### Task
Every record must be copied out exactly.

[Excerpted data]

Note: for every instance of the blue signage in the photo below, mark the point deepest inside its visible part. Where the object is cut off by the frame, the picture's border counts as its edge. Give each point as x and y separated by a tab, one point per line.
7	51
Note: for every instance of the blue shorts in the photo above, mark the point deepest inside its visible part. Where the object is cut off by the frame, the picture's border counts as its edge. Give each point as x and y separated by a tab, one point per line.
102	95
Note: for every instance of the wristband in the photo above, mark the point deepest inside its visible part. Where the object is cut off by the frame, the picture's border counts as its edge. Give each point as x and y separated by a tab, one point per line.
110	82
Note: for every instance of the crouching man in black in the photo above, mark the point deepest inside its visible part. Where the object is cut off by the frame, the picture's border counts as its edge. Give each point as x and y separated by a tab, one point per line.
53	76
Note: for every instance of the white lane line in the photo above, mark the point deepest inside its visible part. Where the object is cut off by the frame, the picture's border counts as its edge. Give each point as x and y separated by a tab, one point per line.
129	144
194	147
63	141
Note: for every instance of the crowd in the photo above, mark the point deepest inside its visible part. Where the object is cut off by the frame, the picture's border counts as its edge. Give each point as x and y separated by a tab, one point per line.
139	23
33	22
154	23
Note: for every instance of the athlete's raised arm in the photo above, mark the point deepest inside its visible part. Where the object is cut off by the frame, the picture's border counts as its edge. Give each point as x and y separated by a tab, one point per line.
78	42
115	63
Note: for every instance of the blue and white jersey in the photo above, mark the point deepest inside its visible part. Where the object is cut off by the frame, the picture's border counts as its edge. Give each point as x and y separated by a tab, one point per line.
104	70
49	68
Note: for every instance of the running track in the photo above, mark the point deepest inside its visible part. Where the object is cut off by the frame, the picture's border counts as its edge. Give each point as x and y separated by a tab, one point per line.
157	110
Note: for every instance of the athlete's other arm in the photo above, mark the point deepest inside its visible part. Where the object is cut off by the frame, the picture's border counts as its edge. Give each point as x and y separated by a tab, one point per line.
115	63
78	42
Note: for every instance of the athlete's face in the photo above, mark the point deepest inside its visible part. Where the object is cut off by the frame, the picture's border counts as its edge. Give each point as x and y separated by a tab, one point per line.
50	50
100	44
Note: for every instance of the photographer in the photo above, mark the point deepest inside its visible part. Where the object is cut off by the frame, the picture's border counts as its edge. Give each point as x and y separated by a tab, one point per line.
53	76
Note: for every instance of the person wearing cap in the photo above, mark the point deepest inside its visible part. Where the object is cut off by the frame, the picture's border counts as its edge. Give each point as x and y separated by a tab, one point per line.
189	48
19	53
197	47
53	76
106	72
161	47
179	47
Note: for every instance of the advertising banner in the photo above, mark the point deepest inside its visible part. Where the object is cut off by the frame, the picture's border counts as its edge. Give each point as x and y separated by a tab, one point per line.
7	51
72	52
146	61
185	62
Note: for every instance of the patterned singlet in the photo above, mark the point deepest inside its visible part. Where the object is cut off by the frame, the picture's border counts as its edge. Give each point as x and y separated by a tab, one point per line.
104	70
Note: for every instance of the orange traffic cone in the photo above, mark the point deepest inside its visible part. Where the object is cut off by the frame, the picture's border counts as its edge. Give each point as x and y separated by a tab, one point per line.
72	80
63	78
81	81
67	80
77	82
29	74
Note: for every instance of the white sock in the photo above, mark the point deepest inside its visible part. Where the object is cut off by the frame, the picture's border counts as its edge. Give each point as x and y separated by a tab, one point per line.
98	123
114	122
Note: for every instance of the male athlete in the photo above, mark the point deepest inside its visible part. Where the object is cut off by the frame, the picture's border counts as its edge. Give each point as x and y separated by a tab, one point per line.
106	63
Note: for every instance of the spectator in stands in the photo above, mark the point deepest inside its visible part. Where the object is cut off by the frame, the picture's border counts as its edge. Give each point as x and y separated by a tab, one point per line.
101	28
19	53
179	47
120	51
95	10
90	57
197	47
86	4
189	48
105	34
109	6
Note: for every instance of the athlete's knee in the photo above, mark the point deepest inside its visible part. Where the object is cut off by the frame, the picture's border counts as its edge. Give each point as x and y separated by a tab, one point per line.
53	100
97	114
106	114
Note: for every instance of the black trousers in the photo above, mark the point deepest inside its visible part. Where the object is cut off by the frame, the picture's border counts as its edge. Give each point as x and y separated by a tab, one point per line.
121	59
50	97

[/Excerpted data]

### Answer to the exercise
Note: for every instance of the blue signage in the photo below, mark the point deepest inside its visible part. Where the object is cut off by the frame, the picture's border counts as its edge. Give each point as x and y separated by a tab, one point per line.
7	51
Note: for every instance of the blue shorts in the photo above, mark the point deepest inside its visible part. Where the object is cut off by the frame, the picture's border counts as its edge. Give each point as x and y separated by a tab, one point per line.
102	95
Note: for every instance of the wristband in the photo above, mark the point deepest inside its visible part. Where the object is cut off by the frame, the picture's border counts as its edge. Give each point as x and y separated by a tab, one point per line.
110	82
Note: for every instance of the crouching man in black in the photo above, mark the point deepest inside its visible part. Where the object is cut off by the frame, the picture's border counts as its edge. Give each point as x and y separated by a tab, one point per line.
53	76
Note: for every instance of the white lane line in the photo above, mark the point deepest inside its visible part. Where the object is cut off by the frame, the picture's border counts as its edge. Give each point as x and y separated by a tab, one point per line.
129	144
194	147
63	141
Note: for every instance of the crowd in the photo above, mark the point deepest inside its visible part. Where the object is cut off by the frame, the picture's border counts as its edge. Give each point as x and y separated by a tab, one point per line.
139	23
33	22
154	23
Note: for every instance of the athlete's raised arm in the photo above, mark the point deepest inside its visible part. Where the object is cut off by the frame, the picture's border counts as its edge. Give each point as x and y separated by a tab, one point per line.
78	42
115	63
Note: for every instance of the blue and white jersey in the photo above, mark the point deepest inside its visible part. Where the object is cut off by the frame, the picture's border counts as its edge. Give each point as x and y separated by a tab, one point per line.
104	70
49	68
Note: for every instance of the running track in the photo above, mark the point deepest inside its visible part. Where the object is cut off by the frame, the picture's border counts as its edge. Give each point as x and y separated by a tab, one point per line.
157	110
Note: for every instance of the athlete's other arm in the photo above, mark the point deepest inside its visible part. Where the object is cut off by the frame, the picture's border counts as its edge. Give each point as x and y separated by a tab, one point per line.
115	63
78	42
Note: for every instance of the athlete's face in the photo above, mark the point deepest inside its visible part. Where the object is cut off by the frame, the picture's border counts as its edge. Give each point as x and y separated by a tab, one point per line.
50	50
100	44
Note: for every instance of the photographer in the photo above, mark the point deepest inside its visible part. Where the object is cut off by the frame, the picture's border counts as its edge. Give each point as x and y separated by a tab, one point per line.
53	76
Note: for every instance of the person wearing cap in the photo above, mark the point deepest inside its visible part. Where the object is cut off by the frame, the picture's border counts as its edge. Give each point as x and y separated by a tab, one point per line.
189	48
19	53
197	47
53	76
106	72
161	47
179	47
Note: for every instance of the advertising banner in the photo above, mark the point deepest inside its visible part. Where the object is cut off by the frame, the picture's border counts as its edge. Give each point as x and y separated by a tab, one point per line.
7	51
72	52
146	61
185	62
Note: for every instance of the patterned singlet in the photo above, mark the point deepest inside its visible part. Where the object is cut off by the frame, the picture's border counts as its edge. Give each point as x and y separated by a tab, one point per line.
104	70
Note: for every instance of the orange traffic cone in the photo above, mark the point deepest inside its visible part. Where the object is cut off by the frame, the picture's border counts as its edge. Give each point as x and y separated by a tab, one point per line.
72	80
63	78
81	81
67	80
77	82
29	74
Note: for every instance of the white sock in the photo above, mark the point deepest inside its visible part. Where the object is cut off by the frame, the picture's border counts as its edge. Give each point as x and y separated by a tab, one point per line.
98	123
114	122
Note: for every instance of the male athlete in the photo above, mark the point deepest inside its visible part. Where the object is cut off by the frame, the picture's border counts as its edge. Give each point as x and y separated by a tab, one point per line.
106	63
Note: for every instance of the spectator in stands in the photo above, mark the point deepest inside its visible part. Where the object is cut off by the frame, the picture's border counts as its edge. Give each point as x and y separated by a tab, one point per line.
101	28
19	53
179	47
120	51
95	10
90	57
197	47
86	4
189	48
105	34
109	6
Note: for every instance of the athlete's knee in the photo above, mark the point deepest inside its visible part. Where the object is cut off by the frame, the picture's border counts as its edge. Give each point as x and y separated by a tab, one point per line.
53	100
97	114
106	114
Note: for every instance of the black trousers in the photo above, mark the point deepest inside its visible part. Where the object is cut off by the frame, the picture's border counts as its edge. Give each point as x and y separated by a tab, one point per line.
121	59
50	97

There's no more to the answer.